■ Named object pointing rows
* begin *
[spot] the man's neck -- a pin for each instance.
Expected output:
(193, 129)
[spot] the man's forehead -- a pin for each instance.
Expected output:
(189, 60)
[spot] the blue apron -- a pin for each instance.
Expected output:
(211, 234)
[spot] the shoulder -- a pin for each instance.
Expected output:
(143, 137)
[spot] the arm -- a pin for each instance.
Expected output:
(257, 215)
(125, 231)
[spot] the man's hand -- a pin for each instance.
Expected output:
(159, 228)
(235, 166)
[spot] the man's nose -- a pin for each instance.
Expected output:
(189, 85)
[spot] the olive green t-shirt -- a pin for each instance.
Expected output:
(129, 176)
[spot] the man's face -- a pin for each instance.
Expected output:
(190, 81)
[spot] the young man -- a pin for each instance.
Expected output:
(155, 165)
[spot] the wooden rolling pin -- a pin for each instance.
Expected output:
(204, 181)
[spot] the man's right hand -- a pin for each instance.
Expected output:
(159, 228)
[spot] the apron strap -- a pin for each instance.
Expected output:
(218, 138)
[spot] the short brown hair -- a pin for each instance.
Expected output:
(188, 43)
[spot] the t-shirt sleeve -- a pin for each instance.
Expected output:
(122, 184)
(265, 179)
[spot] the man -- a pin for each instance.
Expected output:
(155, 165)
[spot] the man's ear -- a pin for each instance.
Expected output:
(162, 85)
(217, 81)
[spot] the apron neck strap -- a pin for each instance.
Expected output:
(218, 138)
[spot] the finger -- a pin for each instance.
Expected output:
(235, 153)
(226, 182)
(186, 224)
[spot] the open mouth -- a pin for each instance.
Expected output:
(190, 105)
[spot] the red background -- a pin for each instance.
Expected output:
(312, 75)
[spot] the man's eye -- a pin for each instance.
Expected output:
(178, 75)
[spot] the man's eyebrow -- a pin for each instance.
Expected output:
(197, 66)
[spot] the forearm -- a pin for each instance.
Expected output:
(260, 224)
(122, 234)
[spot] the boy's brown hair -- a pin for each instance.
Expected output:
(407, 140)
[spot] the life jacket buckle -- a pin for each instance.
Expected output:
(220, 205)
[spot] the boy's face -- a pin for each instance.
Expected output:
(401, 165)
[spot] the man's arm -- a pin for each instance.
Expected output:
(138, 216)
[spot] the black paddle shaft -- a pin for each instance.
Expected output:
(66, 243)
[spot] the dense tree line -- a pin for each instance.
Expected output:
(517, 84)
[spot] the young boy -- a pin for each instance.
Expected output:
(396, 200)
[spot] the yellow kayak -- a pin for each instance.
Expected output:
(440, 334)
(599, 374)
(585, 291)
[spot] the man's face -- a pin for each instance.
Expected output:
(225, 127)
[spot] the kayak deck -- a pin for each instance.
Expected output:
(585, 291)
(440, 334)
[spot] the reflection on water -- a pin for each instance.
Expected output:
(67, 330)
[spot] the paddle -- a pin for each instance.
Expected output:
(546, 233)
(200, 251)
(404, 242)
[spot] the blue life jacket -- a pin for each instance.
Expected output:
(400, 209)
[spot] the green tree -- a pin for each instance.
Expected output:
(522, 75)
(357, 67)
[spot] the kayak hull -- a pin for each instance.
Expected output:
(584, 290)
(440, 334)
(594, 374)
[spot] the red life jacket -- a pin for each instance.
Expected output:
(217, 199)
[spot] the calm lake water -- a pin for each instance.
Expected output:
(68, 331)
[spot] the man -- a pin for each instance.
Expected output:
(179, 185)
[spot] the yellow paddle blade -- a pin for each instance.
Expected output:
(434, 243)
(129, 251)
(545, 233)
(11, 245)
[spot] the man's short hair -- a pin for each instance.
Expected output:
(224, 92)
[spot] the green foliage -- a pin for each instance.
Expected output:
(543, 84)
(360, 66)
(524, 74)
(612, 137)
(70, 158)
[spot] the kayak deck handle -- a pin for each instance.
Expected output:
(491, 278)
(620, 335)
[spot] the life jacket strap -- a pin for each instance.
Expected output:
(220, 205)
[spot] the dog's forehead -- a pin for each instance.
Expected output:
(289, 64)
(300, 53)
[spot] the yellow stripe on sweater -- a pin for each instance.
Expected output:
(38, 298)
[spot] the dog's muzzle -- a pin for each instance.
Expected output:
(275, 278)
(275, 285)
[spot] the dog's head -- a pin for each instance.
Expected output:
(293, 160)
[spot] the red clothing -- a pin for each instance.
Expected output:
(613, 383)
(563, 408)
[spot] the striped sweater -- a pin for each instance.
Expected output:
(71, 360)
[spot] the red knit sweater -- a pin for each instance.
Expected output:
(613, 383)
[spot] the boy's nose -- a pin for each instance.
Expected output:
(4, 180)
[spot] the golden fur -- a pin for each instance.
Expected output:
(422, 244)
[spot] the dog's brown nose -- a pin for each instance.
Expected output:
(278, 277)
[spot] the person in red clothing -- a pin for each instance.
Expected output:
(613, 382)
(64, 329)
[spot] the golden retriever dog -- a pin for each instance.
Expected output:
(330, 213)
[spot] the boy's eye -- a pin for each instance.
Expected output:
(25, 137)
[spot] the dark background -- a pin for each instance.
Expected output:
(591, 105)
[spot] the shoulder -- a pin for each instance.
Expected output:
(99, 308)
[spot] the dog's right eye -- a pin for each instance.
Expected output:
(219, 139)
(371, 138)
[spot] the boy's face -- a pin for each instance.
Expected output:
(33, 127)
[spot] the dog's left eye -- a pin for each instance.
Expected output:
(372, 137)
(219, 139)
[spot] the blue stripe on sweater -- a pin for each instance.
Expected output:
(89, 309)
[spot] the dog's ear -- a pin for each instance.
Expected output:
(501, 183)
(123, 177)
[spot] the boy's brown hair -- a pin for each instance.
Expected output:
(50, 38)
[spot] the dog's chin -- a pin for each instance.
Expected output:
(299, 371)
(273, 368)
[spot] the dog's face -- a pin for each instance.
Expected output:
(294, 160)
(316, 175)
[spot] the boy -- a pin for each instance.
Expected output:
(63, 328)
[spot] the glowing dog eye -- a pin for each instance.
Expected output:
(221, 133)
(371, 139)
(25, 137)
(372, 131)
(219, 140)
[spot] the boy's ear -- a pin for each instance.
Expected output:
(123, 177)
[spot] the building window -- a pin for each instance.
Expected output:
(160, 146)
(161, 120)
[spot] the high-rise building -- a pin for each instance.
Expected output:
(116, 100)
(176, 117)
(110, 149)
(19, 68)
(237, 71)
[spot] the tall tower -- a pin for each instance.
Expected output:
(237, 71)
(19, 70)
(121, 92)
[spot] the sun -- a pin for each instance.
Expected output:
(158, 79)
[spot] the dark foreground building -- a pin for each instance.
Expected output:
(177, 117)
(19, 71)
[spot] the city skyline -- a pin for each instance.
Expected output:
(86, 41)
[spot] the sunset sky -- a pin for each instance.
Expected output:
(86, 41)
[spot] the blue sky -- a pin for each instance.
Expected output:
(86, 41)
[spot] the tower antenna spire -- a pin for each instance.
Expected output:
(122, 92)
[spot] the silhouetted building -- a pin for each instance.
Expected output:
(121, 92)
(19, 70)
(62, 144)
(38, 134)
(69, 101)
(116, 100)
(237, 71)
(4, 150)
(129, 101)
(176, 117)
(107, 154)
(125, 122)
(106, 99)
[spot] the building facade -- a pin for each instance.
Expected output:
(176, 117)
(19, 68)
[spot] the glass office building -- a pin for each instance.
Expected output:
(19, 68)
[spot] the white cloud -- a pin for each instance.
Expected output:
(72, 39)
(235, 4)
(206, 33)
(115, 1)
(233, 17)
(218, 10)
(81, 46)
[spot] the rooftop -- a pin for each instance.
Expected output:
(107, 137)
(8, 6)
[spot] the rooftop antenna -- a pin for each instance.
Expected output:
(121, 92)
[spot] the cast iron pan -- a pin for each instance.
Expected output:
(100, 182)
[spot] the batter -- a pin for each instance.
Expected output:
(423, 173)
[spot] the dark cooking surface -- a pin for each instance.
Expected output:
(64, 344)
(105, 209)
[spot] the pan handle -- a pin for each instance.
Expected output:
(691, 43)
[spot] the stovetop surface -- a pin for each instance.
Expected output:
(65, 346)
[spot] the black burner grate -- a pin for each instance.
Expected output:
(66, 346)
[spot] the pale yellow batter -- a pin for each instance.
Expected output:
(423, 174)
* end *
Rewrite the rows from the line containing "[spot] the pan" through the end of the rows, swapping "a pin for each instance" for "one pin per instance" and keeping everything else unchanged.

[spot] the pan handle -- one pin per instance.
Expected output:
(691, 43)
[spot] the stovetop surface -- one pin per instance.
Expected output:
(65, 346)
[spot] the black burner grate -- one pin per instance.
Expected output:
(66, 346)
[spot] the pale yellow batter -- one pin per instance.
Expected output:
(423, 174)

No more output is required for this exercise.